*Short exercise*:
Write out again only the lines running from the one that contains "cup -> a point" to the end of the records below, including both the first and the last.

*Provided data*:

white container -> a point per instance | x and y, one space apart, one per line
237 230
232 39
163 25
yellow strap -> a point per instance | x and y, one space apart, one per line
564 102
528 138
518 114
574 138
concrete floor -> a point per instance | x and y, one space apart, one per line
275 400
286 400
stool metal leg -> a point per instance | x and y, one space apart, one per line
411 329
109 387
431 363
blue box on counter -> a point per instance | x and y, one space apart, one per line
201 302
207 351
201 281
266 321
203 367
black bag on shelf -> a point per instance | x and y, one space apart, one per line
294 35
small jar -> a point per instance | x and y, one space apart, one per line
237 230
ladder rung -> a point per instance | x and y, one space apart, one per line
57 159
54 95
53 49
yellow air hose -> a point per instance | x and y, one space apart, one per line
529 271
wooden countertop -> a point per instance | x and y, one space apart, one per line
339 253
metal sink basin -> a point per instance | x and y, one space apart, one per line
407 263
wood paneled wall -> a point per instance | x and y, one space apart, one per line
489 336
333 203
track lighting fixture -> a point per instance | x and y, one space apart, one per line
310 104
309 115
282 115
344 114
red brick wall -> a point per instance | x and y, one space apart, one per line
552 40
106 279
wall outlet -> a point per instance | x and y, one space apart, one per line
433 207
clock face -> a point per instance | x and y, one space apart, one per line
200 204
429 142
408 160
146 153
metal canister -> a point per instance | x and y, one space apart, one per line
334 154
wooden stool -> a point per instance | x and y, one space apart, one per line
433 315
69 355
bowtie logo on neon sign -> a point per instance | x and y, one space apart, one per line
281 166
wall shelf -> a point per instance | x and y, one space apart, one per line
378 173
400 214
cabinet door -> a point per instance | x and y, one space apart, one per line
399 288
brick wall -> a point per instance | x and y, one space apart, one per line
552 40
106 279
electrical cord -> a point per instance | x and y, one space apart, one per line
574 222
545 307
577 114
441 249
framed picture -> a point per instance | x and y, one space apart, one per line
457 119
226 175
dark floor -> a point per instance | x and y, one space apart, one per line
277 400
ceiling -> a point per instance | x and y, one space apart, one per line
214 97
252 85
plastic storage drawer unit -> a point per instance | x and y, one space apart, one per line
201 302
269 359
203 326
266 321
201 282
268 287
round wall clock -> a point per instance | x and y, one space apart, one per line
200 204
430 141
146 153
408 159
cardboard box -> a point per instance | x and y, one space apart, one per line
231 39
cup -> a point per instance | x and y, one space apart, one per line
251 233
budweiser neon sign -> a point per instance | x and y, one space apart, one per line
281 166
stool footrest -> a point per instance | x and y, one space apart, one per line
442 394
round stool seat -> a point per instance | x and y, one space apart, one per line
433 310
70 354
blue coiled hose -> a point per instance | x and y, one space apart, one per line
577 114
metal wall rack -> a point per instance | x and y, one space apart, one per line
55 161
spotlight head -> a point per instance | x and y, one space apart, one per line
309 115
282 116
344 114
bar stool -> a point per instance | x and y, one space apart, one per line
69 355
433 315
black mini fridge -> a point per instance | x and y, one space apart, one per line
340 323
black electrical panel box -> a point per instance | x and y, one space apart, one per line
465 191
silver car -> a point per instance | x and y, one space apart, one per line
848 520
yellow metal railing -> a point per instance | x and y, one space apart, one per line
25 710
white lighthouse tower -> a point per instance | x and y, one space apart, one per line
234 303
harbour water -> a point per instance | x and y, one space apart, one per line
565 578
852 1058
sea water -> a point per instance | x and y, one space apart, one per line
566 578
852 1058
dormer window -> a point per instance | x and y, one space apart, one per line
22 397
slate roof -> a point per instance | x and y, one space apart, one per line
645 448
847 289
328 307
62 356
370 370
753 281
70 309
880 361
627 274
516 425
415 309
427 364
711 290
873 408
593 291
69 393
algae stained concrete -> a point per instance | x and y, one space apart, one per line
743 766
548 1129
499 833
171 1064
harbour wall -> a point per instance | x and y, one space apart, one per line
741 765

*Expected answer*:
cup -> a point per instance | x and y, one space apart, one per line
251 233
budweiser neon sign -> a point per instance | x and y, one space apart, one per line
281 166
stool footrest -> a point per instance | x and y, one space apart, one per line
442 394
round stool seat -> a point per instance | x and y, one space apart, one per line
433 310
70 354
blue coiled hose -> a point per instance | x and y, one space apart, one per line
577 114
metal wall rack -> a point per instance | x and y, one space apart, one per line
55 161
spotlight head -> a point per instance | x and y, one space apart, one per line
309 115
282 116
344 114
bar stool -> a point per instance | x and y, one space apart, one per line
69 355
433 315
black mini fridge -> a point per instance | x and y, one space apart, one per line
340 323
black electrical panel box -> a point per instance | x and y, one space apart, one per line
465 191
silver car -> a point per instance | x and y, one space apart, one per line
848 520
yellow metal railing -> a point per instance | x and y, one space apart, one per line
25 710
white lighthouse tower -> a point per instance | x and y, one space apart, one per line
234 303
harbour water -> a point per instance | x and y, one space apart, one per line
565 578
852 1058
sea water -> a point per instance | x and y, one space apart, one per line
566 578
852 1058
dormer window -> a point per instance | x and y, one space apart, one per line
22 397
slate roof -> a point per instance | x and y, one space apart, one per line
645 448
847 289
328 307
62 356
370 370
753 281
70 309
880 361
627 274
516 425
415 309
427 364
711 290
873 408
593 291
69 393
algae stained concrete -> a point per instance | x and y, one space apart, one per line
743 766
548 1129
499 833
171 1064
harbour wall -> a point per instance | x and y, one space apart, one per line
741 765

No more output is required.